• _Material erschließen_
[1] Beantworte die folgenden Fragen zum Textauszug.
(a) Seit wann gibt es in der Landeskirche eine Stelle für Präventionsaufgaben und Schulungen?
(b) Wer hat den Vorsitz der unabhängigen Kommission?
(c) Welchen Betrag hat die Landeskirche an Betroffene gezahlt?
[2] Drucke aus dem Textauszug den Abschnitt von „Kress berichtete weiter, dass“ bis „gezahlt, so Kress.“ wortgetreu ab.

• _Textauszug_

◆ ◆ ◆ ◆ ◆

Kress berichtete weiter, dass die Landeskirche seit 2014 eine Stelle für Präventionsaufgaben und Schulungen eingerichtet habe. Seit 2016 gebe es eine unabhängige Kommission unter Vorsitz des Stuttgarter Richters a. D. Wolfgang Vögele, die über die Anerkennung der Anträge Betroffener sexualisierter Gewalt in Landeskirche und Diakonie entscheide. Insgesamt seien seither 174 Anträge von Betroffenen sexualisierter Gewalt von der Kommission entschieden worden, 155 davon beträfen den Bereich der Diakonie. Die Landeskirche habe 2,6 Millionen Euro an Betroffene gezahlt, so Kress.

◆ ◆ ◆ ◆ ◆

• _Vorliegende Einträge_
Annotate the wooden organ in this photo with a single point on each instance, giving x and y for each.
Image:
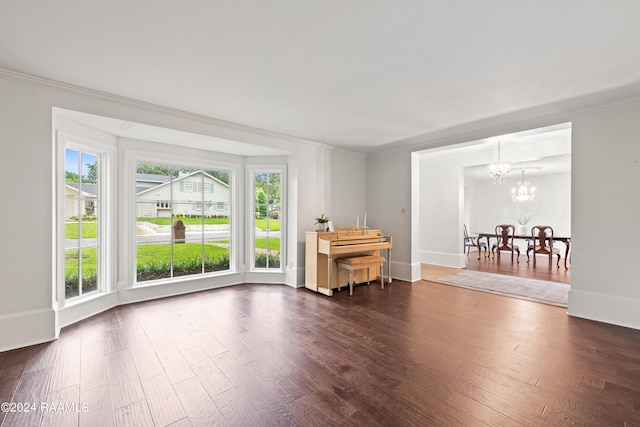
(324, 247)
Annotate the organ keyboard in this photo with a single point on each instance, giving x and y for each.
(324, 247)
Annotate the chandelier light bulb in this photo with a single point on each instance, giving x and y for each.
(499, 170)
(523, 193)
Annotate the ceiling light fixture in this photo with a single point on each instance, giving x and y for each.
(498, 170)
(523, 193)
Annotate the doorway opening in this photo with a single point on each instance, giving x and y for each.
(454, 188)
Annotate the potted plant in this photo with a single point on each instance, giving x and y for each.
(523, 219)
(322, 222)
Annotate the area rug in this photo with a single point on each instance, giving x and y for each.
(533, 290)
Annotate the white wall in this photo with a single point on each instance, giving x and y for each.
(606, 215)
(491, 204)
(28, 311)
(348, 183)
(389, 207)
(605, 203)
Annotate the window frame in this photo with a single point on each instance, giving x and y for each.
(252, 171)
(136, 156)
(105, 150)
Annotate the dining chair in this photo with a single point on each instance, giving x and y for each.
(473, 242)
(542, 243)
(504, 237)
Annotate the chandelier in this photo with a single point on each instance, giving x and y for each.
(498, 170)
(523, 193)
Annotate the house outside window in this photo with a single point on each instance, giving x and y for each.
(267, 224)
(162, 252)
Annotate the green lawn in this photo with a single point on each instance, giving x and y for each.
(149, 254)
(185, 221)
(88, 261)
(261, 243)
(274, 224)
(274, 243)
(89, 230)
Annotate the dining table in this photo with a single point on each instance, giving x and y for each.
(565, 240)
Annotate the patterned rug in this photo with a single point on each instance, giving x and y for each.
(533, 290)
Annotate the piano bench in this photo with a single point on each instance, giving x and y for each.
(357, 263)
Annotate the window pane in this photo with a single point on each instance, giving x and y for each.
(81, 223)
(71, 273)
(267, 220)
(190, 208)
(154, 221)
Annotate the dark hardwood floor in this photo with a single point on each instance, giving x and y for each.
(412, 354)
(522, 269)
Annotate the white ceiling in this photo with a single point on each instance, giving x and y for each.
(358, 74)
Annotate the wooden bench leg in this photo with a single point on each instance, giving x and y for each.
(351, 281)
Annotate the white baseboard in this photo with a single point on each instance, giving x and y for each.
(605, 308)
(403, 271)
(444, 259)
(27, 328)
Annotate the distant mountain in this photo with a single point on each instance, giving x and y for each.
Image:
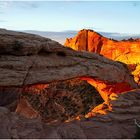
(61, 36)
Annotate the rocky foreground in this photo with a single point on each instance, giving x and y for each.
(36, 70)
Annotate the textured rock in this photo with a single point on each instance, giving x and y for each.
(27, 59)
(118, 123)
(126, 51)
(58, 101)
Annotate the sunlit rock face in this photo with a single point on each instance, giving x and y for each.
(27, 59)
(126, 51)
(58, 101)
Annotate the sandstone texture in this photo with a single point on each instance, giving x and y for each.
(44, 83)
(118, 123)
(27, 59)
(58, 101)
(126, 51)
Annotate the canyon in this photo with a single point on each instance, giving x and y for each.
(51, 91)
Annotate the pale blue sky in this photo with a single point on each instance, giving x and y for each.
(122, 17)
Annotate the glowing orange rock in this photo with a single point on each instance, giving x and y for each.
(126, 51)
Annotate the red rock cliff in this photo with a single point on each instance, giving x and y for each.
(126, 51)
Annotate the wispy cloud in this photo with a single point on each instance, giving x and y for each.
(27, 4)
(136, 3)
(3, 20)
(5, 4)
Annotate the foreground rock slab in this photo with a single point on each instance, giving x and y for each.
(27, 59)
(118, 123)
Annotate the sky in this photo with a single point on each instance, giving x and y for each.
(111, 16)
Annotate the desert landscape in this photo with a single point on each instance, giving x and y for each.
(87, 87)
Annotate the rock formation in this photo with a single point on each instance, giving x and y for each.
(58, 101)
(117, 124)
(30, 59)
(31, 65)
(126, 51)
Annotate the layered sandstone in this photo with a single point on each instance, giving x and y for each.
(27, 59)
(126, 51)
(117, 124)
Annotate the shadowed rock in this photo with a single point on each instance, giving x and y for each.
(118, 123)
(27, 59)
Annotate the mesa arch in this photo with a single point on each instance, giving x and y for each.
(35, 62)
(27, 59)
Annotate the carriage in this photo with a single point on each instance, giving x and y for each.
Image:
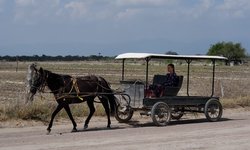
(136, 96)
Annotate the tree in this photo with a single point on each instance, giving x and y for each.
(234, 52)
(171, 53)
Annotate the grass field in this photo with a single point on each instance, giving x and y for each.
(231, 84)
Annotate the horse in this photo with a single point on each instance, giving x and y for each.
(71, 90)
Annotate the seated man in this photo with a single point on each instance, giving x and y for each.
(171, 81)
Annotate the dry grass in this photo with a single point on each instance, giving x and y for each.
(232, 85)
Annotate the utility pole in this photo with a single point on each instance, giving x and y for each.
(16, 63)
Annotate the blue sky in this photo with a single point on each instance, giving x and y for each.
(110, 27)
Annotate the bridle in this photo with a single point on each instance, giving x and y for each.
(42, 80)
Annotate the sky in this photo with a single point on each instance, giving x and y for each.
(111, 27)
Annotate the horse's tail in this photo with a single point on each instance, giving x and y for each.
(110, 96)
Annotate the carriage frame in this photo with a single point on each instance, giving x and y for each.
(163, 109)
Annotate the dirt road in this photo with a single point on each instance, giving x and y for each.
(233, 132)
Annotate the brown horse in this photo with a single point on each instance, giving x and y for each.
(68, 90)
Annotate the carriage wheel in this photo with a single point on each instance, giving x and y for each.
(123, 113)
(213, 110)
(161, 114)
(177, 114)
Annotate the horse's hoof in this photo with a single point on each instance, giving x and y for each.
(85, 127)
(48, 131)
(74, 130)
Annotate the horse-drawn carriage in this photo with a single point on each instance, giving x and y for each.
(170, 106)
(134, 96)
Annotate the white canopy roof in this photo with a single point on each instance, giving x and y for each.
(163, 56)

◆ ◆ ◆ ◆ ◆

• _Antworten_
[1]
(a) Seit 2014.
(b) Der Stuttgarter Richter a. D. Wolfgang Vögele.
(c) 2,6 Millionen Euro.

[2]
Kress berichtete weiter, dass die Landeskirche seit 2014 eine Stelle für Präventionsaufgaben und Schulungen eingerichtet habe. Seit 2016 gebe es eine unabhängige Kommission unter Vorsitz des Stuttgarter Richters a. D. Wolfgang Vögele, die über die Anerkennung der Anträge Betroffener sexualisierter Gewalt in Landeskirche und Diakonie entscheide. Insgesamt seien seither 174 Anträge von Betroffenen sexualisierter Gewalt von der Kommission entschieden worden, 155 davon beträfen den Bereich der Diakonie. Die Landeskirche habe 2,6 Millionen Euro an Betroffene gezahlt, so Kress.